▸ 指示と条件
「on the decorative」を含む行から「on the grass」を含む行までを、指示文も含めてもう一度書き出してください。その際、答えにある座標の数値をすべて23ずつ増やし、それ以外の行は出力しないでください。

▸ 課題用データ
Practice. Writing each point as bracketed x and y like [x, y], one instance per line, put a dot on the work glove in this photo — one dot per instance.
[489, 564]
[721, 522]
...
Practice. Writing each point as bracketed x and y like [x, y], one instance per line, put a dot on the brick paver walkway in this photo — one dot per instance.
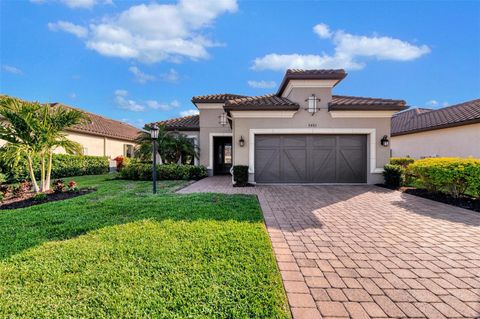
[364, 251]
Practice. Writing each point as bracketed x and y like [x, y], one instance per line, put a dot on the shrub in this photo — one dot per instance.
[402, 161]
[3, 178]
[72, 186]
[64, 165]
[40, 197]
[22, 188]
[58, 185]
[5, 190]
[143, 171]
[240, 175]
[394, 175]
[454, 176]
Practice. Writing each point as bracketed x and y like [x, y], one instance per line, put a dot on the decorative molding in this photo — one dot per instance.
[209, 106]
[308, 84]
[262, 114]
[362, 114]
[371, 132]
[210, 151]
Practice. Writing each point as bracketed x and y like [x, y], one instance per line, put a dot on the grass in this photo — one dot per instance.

▸ 課題への回答
Practice. Writing each point as bracketed x and y like [x, y], one instance per line, put a dot on the decorative molding in this photo — one dot per instance.
[232, 129]
[331, 107]
[285, 137]
[385, 137]
[394, 155]
[233, 174]
Practice. Writing each point as bracketed x and y like [x, y], one instance per line, put a dot on the grass in this photo — one dot per instance.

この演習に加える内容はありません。